## REQUIREMENT A
Extract the passage of the aquarium forum thread from "cories would be" to "(Sep 25, 2014)", copying it word for word.
## REQUIREMENT B
In the aquarium forum thread, how many trilineatus cories does the writer keep in the 40g tank?

## EXTRACTED TEXT
I'd recommend getting a canister filter if this is for a bedroom, they're by far the quietest filter IME.

There are cheaper options for lighting but personally I'd go with a finnex stingray; I think 1 over a 20g long would be enough for low/lowish medium light and I really like the 2 I have on my 40g. they're a very sleek looking fixture and a pretty good price too.

Everyone has a different kind of substrate they like, personally I prefer sand. Sediment sits on top of it instead of falling through the cracks of gravel, making it easier to remove, and its really fun to watch cories sift through it. I use washed playsand and really like it.

I've never actually done a dirt tank so I can't speak firsthand, but one of the reasons I didn't dirt my 40g was I didn't want to worry about needing to plant so densely from the beginning. Looking around it didn't seem like it was an option to have a dirt tank and still have an open sand area. I wish I had now that I decided I want a full plant carpet, but at the time it was the right choice.

Plants I'd suggest are wysteria, pennywort, rotala rotundifolia or indica, bacopa (caroliniana is one of my new favorites, monnierii is supposed to be hardy but did very poorly for me), dwarf sag. If you're going to dirt the tank you want a lot of heavy root feeders like crypts and swords. Red tiger lotus is another good plant but it does tend to take over tanks I've heard, certainly the one in my 40g lives up to that, sends up a lot of floating leaves. Definitely also plan on a lot of floating plants for a dirted tank (I like to use them in all tanks, regardless); hornwort is a good one for sucking up nutrients in the beginning, I really like to look of things like frogbit, dwarf water lettuce and red root floater.

cories would be a really good choice for a kid's tank- they're super active. I have 4 trilineatus in my 40g that's in my bedroom and they're really fun to watch when I'm laying in bed. I'm planning to up the numbers to at least 8 and might go for a different species with the next 4. If it were me I'd do 6-8 cories, some small schooler like neons or micro-rasboras or ember tetras and a betta.


----------



## NotCousteau (Sep 25, 2014)

That sounds like a fun project. Kids just love a nice tank.

I'd echo andrewss' advice and say: Keep it simple and dirt-free with this tank and worry about dirting your 75. I think you'll do yourself a favor by keeping one of these tanks very, very simple and affordable.

Data items:
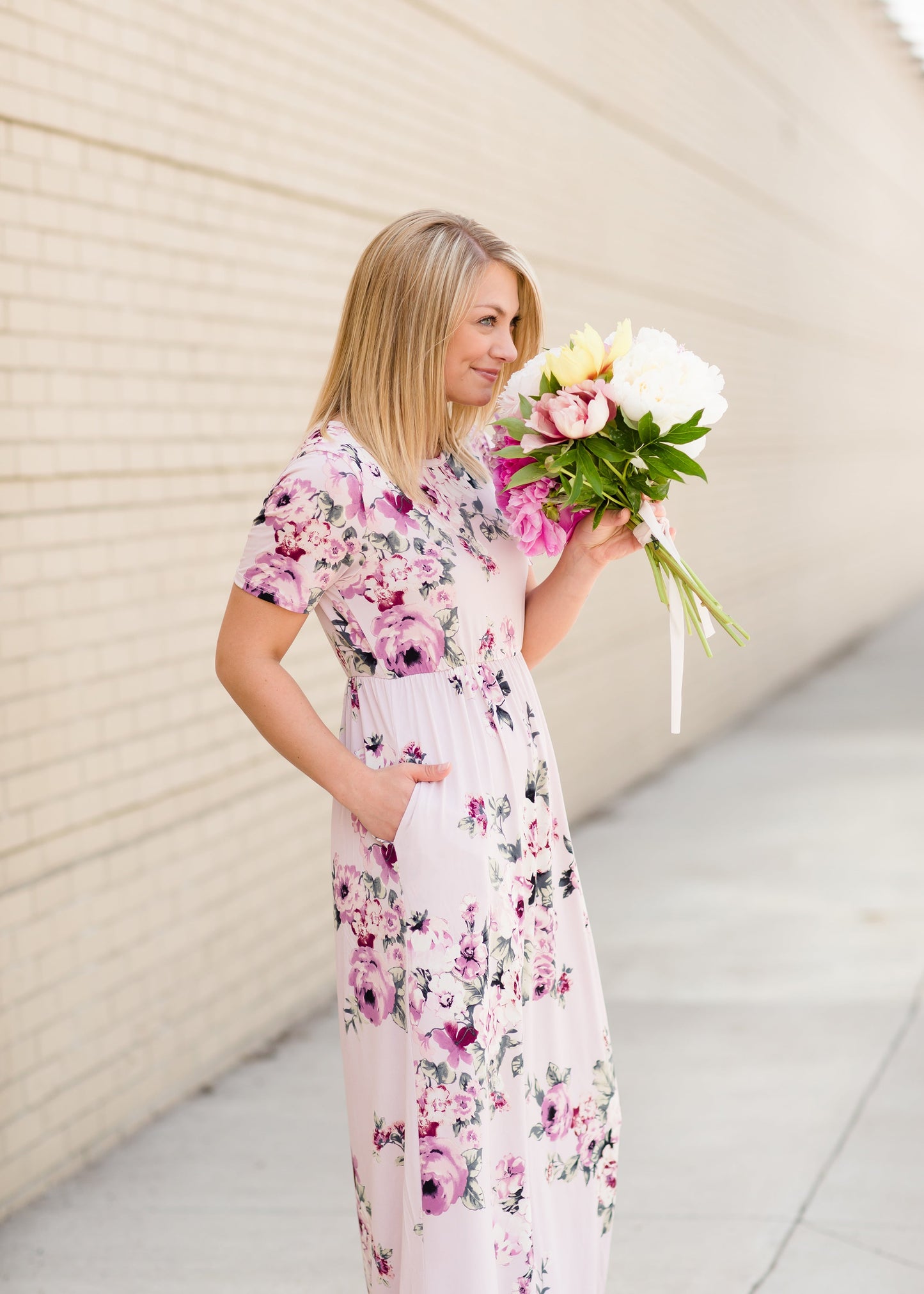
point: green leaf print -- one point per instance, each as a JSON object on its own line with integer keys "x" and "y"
{"x": 473, "y": 1196}
{"x": 510, "y": 852}
{"x": 500, "y": 810}
{"x": 495, "y": 871}
{"x": 557, "y": 1076}
{"x": 605, "y": 1082}
{"x": 398, "y": 1012}
{"x": 504, "y": 717}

## EXERCISE ANSWER A
cories would be a really good choice for a kid's tank- they're super active. I have 4 trilineatus in my 40g that's in my bedroom and they're really fun to watch when I'm laying in bed. I'm planning to up the numbers to at least 8 and might go for a different species with the next 4. If it were me I'd do 6-8 cories, some small schooler like neons or micro-rasboras or ember tetras and a betta.


----------



## NotCousteau (Sep 25, 2014)

## EXERCISE ANSWER B
Four.